§ **TASK DATA**:
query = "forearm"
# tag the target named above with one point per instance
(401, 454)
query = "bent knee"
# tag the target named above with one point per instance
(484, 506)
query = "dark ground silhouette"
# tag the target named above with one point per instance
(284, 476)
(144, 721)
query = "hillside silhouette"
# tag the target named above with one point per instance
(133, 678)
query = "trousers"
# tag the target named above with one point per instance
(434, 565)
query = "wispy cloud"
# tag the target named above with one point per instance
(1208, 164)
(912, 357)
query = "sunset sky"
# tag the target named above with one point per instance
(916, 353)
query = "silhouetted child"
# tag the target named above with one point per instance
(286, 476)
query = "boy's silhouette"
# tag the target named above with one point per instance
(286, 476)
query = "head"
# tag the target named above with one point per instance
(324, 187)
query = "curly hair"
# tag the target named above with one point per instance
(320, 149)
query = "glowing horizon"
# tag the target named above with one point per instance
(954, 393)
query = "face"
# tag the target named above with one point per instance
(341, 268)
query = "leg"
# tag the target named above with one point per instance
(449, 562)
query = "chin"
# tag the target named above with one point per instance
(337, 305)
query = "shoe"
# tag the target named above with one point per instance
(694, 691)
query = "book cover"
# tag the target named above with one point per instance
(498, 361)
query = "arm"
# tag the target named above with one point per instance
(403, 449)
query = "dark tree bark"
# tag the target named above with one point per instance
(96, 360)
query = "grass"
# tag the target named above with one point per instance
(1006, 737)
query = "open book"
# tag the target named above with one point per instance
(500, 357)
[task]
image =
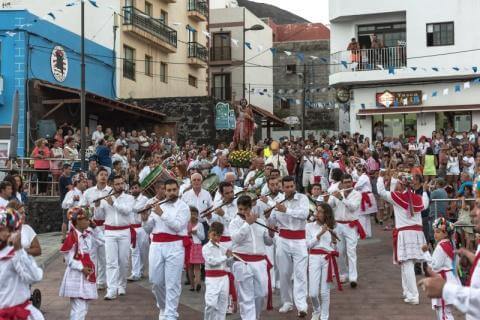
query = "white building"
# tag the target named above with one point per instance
(421, 78)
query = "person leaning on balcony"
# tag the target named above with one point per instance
(42, 166)
(354, 47)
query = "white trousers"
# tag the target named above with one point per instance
(251, 283)
(292, 258)
(140, 253)
(366, 222)
(448, 313)
(317, 283)
(216, 297)
(98, 257)
(165, 274)
(117, 249)
(347, 249)
(409, 282)
(79, 309)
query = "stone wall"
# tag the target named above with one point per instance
(194, 118)
(44, 214)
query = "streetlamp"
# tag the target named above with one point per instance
(256, 27)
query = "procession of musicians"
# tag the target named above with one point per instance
(237, 235)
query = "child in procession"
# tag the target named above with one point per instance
(321, 263)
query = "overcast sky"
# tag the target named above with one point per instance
(312, 10)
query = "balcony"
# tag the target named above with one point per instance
(221, 55)
(365, 65)
(197, 55)
(150, 29)
(198, 10)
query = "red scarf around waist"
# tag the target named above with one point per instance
(292, 234)
(395, 237)
(366, 201)
(231, 280)
(355, 224)
(256, 258)
(18, 312)
(133, 233)
(331, 257)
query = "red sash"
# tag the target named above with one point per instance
(133, 233)
(225, 239)
(366, 201)
(395, 237)
(256, 258)
(332, 264)
(474, 267)
(292, 234)
(355, 224)
(167, 237)
(231, 280)
(18, 312)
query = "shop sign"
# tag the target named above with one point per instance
(390, 99)
(59, 63)
(224, 116)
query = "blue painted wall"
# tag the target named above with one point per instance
(26, 45)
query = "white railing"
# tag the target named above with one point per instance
(368, 59)
(25, 168)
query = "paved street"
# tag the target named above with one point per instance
(377, 297)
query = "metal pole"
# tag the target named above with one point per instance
(83, 139)
(244, 32)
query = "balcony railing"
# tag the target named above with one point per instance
(137, 18)
(222, 93)
(221, 53)
(198, 6)
(368, 59)
(196, 50)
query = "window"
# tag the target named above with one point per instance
(129, 63)
(222, 88)
(148, 9)
(440, 34)
(163, 72)
(148, 66)
(291, 68)
(192, 81)
(164, 17)
(221, 47)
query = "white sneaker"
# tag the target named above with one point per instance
(411, 301)
(110, 296)
(285, 308)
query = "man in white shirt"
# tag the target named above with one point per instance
(167, 224)
(140, 248)
(345, 204)
(118, 236)
(89, 196)
(291, 217)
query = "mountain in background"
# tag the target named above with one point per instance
(263, 10)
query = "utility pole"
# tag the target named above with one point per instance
(83, 138)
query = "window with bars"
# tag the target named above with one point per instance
(440, 34)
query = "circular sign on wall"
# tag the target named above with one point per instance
(59, 63)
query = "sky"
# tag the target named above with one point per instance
(312, 10)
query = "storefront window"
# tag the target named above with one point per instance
(459, 121)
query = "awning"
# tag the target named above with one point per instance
(270, 117)
(417, 109)
(94, 98)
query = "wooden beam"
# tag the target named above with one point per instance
(52, 110)
(57, 101)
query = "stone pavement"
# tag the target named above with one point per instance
(377, 297)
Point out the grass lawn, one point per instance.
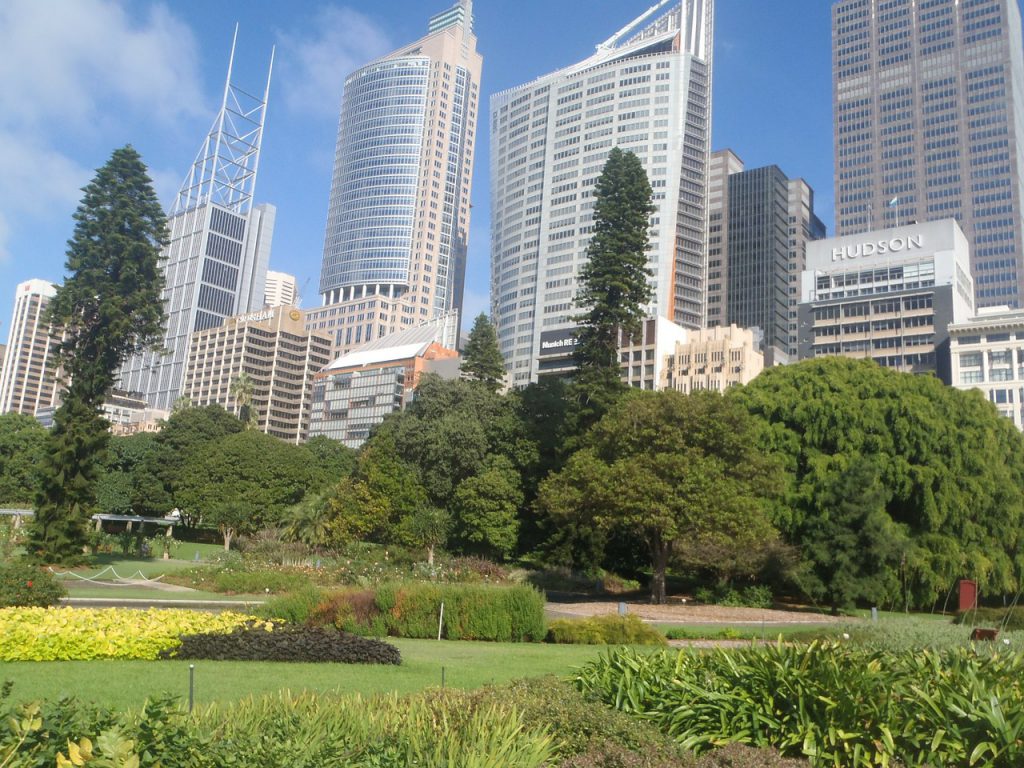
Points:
(126, 684)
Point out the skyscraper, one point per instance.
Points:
(394, 251)
(219, 244)
(760, 222)
(646, 90)
(27, 380)
(929, 124)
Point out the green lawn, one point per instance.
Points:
(126, 684)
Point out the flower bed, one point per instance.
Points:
(78, 634)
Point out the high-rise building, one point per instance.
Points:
(929, 124)
(27, 380)
(219, 247)
(280, 356)
(282, 290)
(394, 251)
(646, 90)
(888, 295)
(760, 222)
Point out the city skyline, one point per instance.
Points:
(317, 47)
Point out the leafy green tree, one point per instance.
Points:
(109, 308)
(485, 509)
(614, 283)
(949, 467)
(261, 473)
(678, 471)
(23, 441)
(481, 358)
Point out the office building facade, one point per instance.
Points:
(274, 350)
(216, 259)
(282, 290)
(760, 222)
(356, 391)
(646, 90)
(987, 353)
(27, 380)
(394, 251)
(888, 295)
(929, 124)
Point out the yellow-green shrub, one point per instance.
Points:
(78, 634)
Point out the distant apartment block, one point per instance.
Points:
(760, 222)
(282, 290)
(27, 380)
(888, 295)
(646, 90)
(987, 353)
(356, 391)
(397, 228)
(713, 358)
(279, 355)
(929, 124)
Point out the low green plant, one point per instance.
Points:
(606, 630)
(269, 642)
(23, 585)
(838, 705)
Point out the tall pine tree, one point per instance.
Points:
(481, 358)
(613, 284)
(109, 308)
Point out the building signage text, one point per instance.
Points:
(879, 248)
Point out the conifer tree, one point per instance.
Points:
(109, 308)
(613, 284)
(481, 358)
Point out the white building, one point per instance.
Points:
(646, 90)
(216, 259)
(987, 353)
(282, 290)
(889, 295)
(27, 381)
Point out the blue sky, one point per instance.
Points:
(79, 78)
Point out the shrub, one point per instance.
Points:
(78, 634)
(838, 705)
(23, 585)
(607, 630)
(266, 642)
(413, 609)
(1005, 619)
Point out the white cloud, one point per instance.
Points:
(314, 66)
(64, 60)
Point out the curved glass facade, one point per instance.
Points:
(373, 197)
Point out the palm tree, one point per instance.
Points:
(242, 392)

§ **TASK**: Find how many lines of the listing include the string "white" and give that number, nothing else.

§ **COMPLETED TASK**: 7